- **AIM OF THE EXERCISE**
Copy the listing below exactly. Pictures stay out of it.

- **EXTRACTED DATA**
--- START ---
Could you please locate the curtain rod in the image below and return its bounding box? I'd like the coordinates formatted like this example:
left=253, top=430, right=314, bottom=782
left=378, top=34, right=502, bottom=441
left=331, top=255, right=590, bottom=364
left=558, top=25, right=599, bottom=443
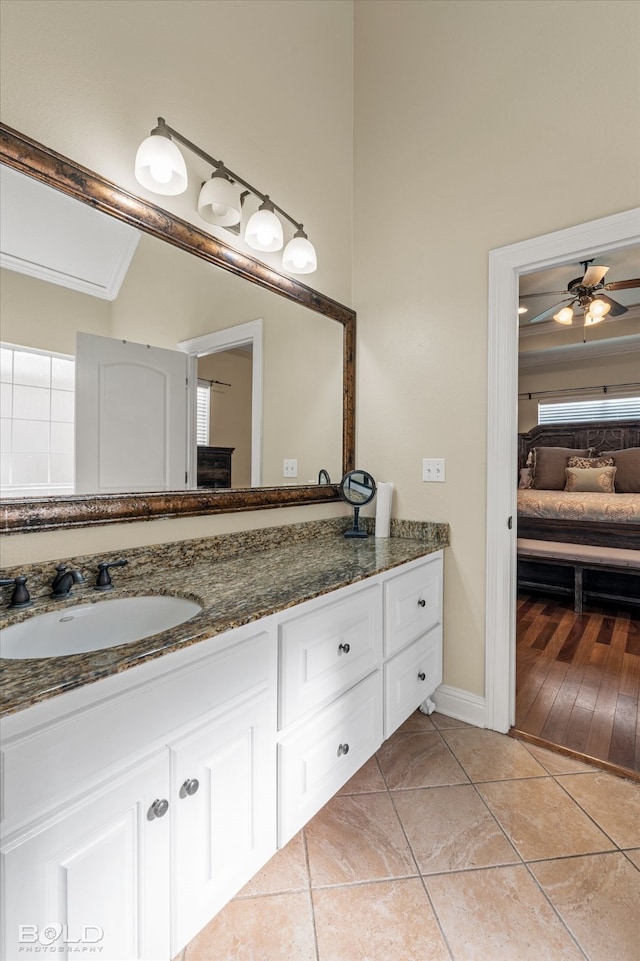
left=202, top=377, right=232, bottom=388
left=518, top=381, right=640, bottom=400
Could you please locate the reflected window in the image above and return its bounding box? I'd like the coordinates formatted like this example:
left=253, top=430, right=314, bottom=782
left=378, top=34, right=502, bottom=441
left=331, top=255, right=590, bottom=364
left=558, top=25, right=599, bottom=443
left=196, top=380, right=211, bottom=446
left=0, top=343, right=75, bottom=496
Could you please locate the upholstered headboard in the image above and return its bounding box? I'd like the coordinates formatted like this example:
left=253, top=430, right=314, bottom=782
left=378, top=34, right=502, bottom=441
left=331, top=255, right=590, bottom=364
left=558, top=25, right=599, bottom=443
left=518, top=419, right=640, bottom=471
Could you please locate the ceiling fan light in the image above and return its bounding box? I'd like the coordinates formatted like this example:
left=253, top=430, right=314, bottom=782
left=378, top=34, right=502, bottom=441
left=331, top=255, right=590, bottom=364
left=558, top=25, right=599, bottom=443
left=135, top=131, right=188, bottom=196
left=553, top=306, right=574, bottom=325
left=283, top=230, right=317, bottom=274
left=588, top=298, right=611, bottom=318
left=245, top=200, right=283, bottom=252
left=518, top=306, right=528, bottom=315
left=197, top=173, right=242, bottom=227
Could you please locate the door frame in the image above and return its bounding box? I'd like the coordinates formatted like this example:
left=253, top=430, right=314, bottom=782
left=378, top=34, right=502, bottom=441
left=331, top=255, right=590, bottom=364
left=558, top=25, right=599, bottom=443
left=484, top=207, right=640, bottom=733
left=178, top=319, right=264, bottom=488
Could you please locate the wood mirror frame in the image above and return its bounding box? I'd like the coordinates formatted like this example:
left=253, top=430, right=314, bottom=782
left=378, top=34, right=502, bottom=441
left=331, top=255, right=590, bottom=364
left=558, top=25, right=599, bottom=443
--- END ---
- **EXERCISE ANSWER**
Could you please locate the curtain rod in the image below and return its bounding box? I'd like the coordinates formatted like this example:
left=253, top=430, right=314, bottom=782
left=378, top=34, right=502, bottom=441
left=331, top=255, right=590, bottom=364
left=558, top=25, right=599, bottom=443
left=202, top=377, right=232, bottom=388
left=518, top=381, right=640, bottom=400
Could you please locate the reflected window in the image above and return its bounding box? I'd like the coordinates formatted like this example:
left=253, top=430, right=314, bottom=782
left=378, top=34, right=502, bottom=441
left=331, top=255, right=590, bottom=364
left=558, top=25, right=599, bottom=443
left=196, top=380, right=211, bottom=446
left=0, top=343, right=75, bottom=496
Could you please locate the upholstered headboard in the image above and return its bounding box? I'd like the coordinates formatted like this example:
left=253, top=430, right=314, bottom=782
left=378, top=34, right=502, bottom=441
left=331, top=255, right=590, bottom=364
left=558, top=25, right=599, bottom=443
left=518, top=419, right=640, bottom=471
Could you please locate the ceiling fan light in the image above and return its bounding box? I'd like the coordinates formatted like this example:
left=253, top=430, right=314, bottom=782
left=378, top=34, right=502, bottom=441
left=331, top=255, right=590, bottom=364
left=558, top=25, right=599, bottom=443
left=135, top=131, right=188, bottom=196
left=553, top=306, right=574, bottom=325
left=283, top=230, right=317, bottom=274
left=588, top=298, right=611, bottom=318
left=245, top=200, right=283, bottom=252
left=518, top=306, right=528, bottom=315
left=197, top=173, right=242, bottom=227
Could you please locate the door frame in the image above and return its bounding box? I'd like the coordinates formatted like this example:
left=253, top=430, right=314, bottom=782
left=378, top=34, right=502, bottom=441
left=331, top=255, right=590, bottom=364
left=558, top=25, right=599, bottom=443
left=484, top=207, right=640, bottom=733
left=178, top=319, right=264, bottom=488
Could you please locate the wood mirror frame in the image above and return its bounding box? I'd like the coordinates formatted like this example:
left=253, top=430, right=314, bottom=782
left=378, top=34, right=502, bottom=441
left=331, top=255, right=590, bottom=364
left=558, top=25, right=599, bottom=443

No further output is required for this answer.